# OBJECTIVE
Repeat verbatim the portion of the data below that starts with the line containing "Put a dot on every instance of the mantis antenna." and ends with the line containing "<point>206,176</point>". Include both of those lines.

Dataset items
───

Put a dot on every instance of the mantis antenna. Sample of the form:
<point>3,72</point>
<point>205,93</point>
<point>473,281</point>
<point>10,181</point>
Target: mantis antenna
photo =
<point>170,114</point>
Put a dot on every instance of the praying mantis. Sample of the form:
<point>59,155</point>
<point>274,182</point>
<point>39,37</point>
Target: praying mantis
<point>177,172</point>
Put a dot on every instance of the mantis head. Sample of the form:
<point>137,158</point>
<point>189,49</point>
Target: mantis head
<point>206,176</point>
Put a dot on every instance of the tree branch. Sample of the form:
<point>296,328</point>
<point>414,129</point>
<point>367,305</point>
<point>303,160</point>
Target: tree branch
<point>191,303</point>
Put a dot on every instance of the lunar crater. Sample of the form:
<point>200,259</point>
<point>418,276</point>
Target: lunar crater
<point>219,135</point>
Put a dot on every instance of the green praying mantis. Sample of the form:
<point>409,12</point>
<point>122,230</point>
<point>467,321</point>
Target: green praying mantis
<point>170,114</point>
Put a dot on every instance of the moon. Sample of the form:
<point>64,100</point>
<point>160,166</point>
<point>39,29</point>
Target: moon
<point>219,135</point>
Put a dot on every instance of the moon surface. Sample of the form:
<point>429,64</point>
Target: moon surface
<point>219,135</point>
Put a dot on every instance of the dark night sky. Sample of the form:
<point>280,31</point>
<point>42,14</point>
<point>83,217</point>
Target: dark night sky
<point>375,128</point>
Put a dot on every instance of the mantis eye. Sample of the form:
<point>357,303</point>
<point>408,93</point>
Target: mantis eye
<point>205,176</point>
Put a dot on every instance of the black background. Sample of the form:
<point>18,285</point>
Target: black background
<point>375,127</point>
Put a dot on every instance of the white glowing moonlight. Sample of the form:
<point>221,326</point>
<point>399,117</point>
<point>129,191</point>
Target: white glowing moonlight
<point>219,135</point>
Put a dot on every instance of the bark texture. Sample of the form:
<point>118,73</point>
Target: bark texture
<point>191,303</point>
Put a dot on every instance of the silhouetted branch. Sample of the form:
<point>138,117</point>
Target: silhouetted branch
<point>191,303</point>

───

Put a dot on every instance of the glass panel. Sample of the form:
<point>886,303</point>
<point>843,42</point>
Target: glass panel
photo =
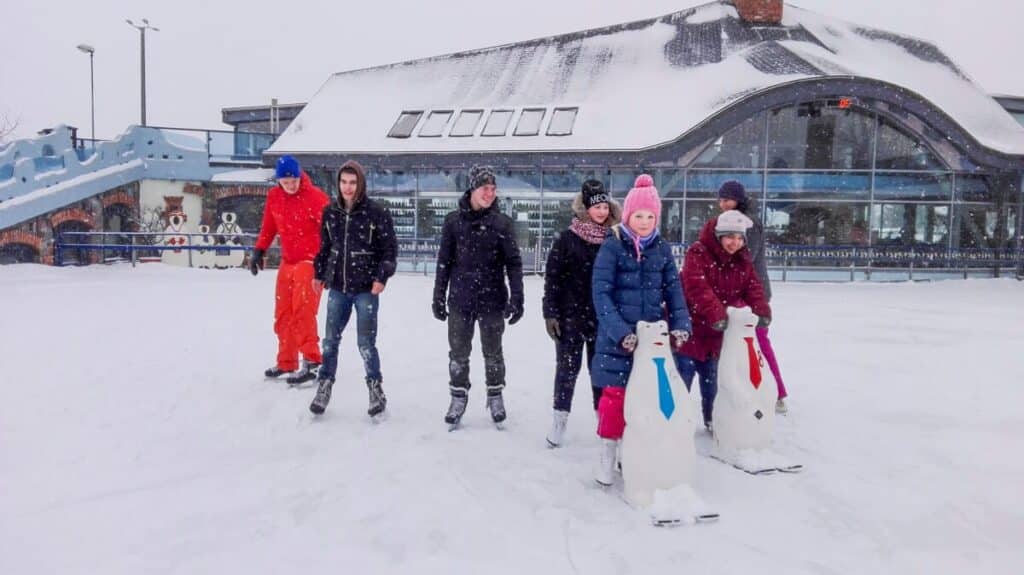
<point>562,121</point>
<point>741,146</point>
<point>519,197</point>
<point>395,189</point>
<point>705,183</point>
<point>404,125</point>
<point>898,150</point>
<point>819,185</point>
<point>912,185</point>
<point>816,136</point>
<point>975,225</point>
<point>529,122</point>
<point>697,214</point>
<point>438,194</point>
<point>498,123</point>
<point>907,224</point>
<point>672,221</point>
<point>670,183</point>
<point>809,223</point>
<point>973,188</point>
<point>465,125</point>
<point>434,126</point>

───

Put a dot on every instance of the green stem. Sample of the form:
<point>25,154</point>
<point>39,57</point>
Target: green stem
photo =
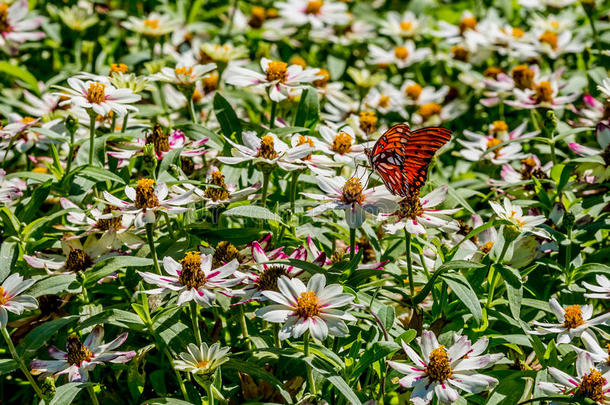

───

# COMPLETE RESPONSE
Put a dot on every instance of the mantis antenna. Sample of the form:
<point>3,72</point>
<point>205,93</point>
<point>473,281</point>
<point>10,181</point>
Target: mantis antenna
photo =
<point>170,114</point>
Put a dot on every instance of the praying mantis. Sample of the form:
<point>59,155</point>
<point>274,182</point>
<point>39,37</point>
Target: praying mantis
<point>177,172</point>
Put a dot on every instance of the mantis head. Sample of the form:
<point>137,158</point>
<point>189,49</point>
Target: mantis head
<point>206,176</point>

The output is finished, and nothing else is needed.